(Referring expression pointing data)
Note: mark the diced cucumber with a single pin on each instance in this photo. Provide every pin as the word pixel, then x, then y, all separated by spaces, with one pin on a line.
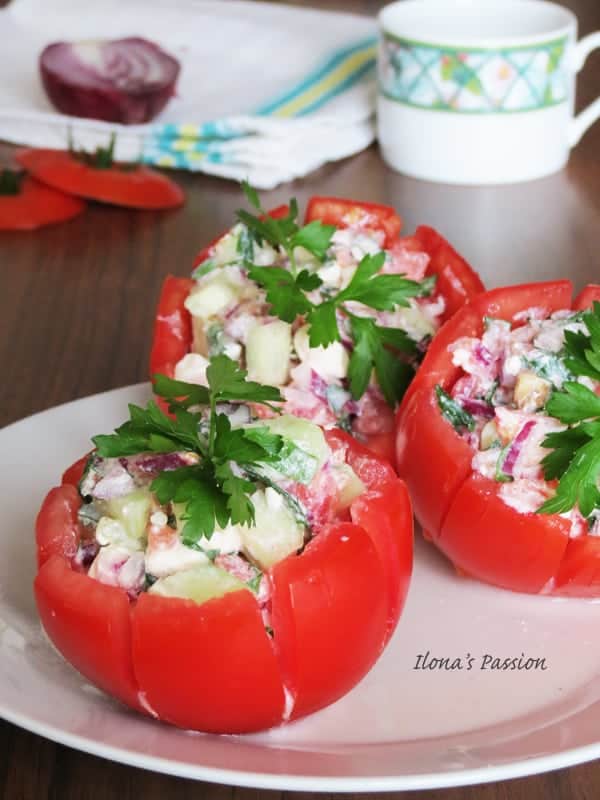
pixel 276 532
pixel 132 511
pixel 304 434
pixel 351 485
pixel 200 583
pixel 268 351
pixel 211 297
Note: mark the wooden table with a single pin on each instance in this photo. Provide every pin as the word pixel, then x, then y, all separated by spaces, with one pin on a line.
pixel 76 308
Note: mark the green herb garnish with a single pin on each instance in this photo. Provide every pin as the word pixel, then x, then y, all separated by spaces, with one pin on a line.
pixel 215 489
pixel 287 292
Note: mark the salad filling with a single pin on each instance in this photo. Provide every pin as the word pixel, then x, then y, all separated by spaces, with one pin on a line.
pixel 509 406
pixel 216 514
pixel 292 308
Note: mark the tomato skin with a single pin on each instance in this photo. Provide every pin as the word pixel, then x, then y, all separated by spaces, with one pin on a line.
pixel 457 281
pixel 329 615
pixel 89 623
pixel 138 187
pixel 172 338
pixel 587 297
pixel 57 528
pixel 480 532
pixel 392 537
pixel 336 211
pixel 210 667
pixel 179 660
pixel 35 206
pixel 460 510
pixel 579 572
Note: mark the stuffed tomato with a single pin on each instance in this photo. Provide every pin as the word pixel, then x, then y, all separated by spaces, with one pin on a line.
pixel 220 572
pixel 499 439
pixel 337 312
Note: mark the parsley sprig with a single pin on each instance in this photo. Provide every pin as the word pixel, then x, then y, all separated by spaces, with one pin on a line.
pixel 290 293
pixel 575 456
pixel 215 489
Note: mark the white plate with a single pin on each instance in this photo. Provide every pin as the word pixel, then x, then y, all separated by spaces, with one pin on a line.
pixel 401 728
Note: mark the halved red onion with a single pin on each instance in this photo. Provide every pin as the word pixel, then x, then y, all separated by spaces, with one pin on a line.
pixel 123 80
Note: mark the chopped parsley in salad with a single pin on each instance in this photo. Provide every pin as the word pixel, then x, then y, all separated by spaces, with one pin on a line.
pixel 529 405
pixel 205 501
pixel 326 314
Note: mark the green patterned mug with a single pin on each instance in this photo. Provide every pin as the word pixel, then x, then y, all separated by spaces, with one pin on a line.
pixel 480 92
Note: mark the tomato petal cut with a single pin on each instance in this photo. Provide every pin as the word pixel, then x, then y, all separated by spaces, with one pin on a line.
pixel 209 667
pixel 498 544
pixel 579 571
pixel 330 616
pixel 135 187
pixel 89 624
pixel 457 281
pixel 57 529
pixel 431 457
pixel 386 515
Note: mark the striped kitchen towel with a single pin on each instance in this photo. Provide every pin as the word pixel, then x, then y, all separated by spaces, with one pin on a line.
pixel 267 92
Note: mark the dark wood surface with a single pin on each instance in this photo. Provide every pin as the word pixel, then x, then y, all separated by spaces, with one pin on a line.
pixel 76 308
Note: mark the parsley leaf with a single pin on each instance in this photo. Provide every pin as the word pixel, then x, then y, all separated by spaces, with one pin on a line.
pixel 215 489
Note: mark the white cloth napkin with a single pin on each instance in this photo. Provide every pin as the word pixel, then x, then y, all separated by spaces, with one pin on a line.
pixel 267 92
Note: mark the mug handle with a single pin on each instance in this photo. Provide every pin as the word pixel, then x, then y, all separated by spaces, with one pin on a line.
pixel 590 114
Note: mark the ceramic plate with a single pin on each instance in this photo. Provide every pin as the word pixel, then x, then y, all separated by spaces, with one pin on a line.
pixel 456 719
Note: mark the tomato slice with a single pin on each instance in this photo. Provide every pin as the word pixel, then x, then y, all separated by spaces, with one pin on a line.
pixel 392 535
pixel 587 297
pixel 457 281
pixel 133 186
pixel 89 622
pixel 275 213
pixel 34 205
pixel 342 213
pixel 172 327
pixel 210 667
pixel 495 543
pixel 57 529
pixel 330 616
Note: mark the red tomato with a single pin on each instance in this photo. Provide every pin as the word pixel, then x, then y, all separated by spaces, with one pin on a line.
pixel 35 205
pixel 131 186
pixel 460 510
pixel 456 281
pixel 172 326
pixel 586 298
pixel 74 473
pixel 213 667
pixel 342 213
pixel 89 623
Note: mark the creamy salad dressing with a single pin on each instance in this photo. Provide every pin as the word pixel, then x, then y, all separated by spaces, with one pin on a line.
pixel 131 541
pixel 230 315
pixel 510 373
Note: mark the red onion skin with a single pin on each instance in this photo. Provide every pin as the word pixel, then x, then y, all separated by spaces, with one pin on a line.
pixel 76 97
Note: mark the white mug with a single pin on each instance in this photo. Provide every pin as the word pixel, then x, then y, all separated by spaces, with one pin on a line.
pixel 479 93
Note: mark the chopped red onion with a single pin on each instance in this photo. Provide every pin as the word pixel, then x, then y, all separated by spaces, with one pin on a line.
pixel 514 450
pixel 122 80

---

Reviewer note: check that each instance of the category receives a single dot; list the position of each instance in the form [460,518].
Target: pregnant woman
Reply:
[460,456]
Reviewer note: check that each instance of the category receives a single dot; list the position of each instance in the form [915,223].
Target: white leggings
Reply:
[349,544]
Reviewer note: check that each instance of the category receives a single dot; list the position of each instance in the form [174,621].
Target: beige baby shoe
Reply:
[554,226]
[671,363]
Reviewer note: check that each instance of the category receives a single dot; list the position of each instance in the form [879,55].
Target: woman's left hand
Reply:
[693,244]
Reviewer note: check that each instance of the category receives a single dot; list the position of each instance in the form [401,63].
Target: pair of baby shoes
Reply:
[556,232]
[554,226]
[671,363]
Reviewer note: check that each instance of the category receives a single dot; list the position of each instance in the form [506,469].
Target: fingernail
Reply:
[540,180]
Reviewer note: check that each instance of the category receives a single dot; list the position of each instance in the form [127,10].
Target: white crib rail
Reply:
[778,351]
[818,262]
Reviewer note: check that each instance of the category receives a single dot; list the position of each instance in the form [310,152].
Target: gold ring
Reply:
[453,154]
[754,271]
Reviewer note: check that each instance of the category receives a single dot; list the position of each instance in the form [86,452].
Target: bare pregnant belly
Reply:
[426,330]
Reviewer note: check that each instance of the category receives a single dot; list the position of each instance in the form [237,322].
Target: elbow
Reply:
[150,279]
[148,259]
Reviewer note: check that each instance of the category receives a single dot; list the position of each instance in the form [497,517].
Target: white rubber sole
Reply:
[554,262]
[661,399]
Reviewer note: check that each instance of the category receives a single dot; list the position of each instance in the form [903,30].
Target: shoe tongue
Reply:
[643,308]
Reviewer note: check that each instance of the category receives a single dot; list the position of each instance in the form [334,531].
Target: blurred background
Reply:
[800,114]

◆ EXERCISE AIM
Look through the entries above, and wherever a line holds the string "woman", copy it.

◆ RESULT
Target: pregnant woman
Target: woman's left hand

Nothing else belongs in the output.